** BEGIN MATERIAL **

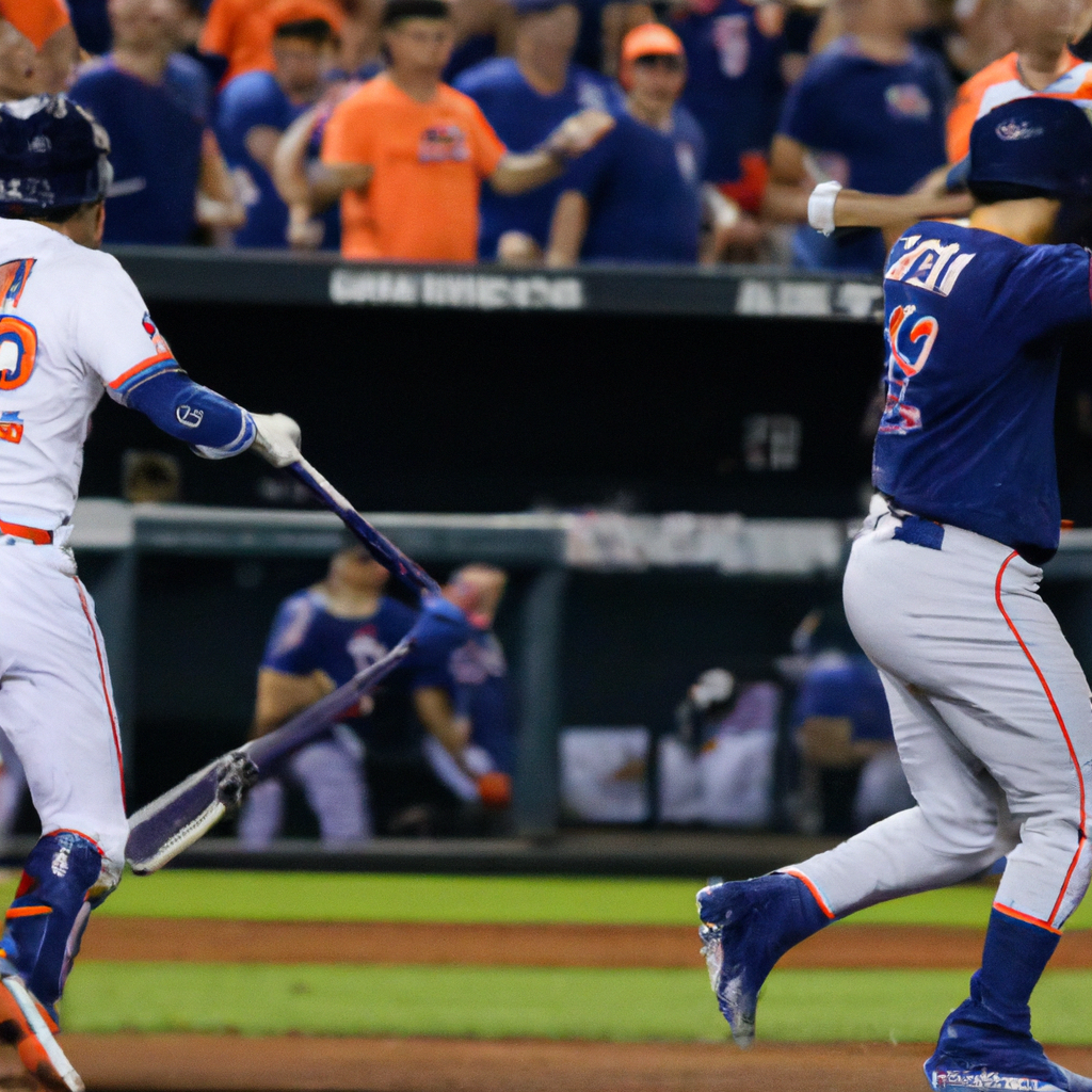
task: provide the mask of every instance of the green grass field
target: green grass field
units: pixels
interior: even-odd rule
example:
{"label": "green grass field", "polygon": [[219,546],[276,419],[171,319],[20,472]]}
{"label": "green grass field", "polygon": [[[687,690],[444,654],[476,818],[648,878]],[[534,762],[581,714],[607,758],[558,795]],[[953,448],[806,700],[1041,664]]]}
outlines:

** END MATERIAL **

WRITTEN TASK —
Copy every entry above line for line without changing anything, and omit the pictures.

COMPLETED EXERCISE —
task: provide the mask of every instance of the green grass field
target: green grass field
units: pixels
interior: even-odd rule
example:
{"label": "green grass field", "polygon": [[219,546],[276,419],[171,319],[20,472]]}
{"label": "green grass field", "polygon": [[[687,690],[444,654],[476,818],[648,878]],[[534,762],[581,714],[607,758],[558,795]],[[953,448],[806,700],[1041,664]]]}
outlines:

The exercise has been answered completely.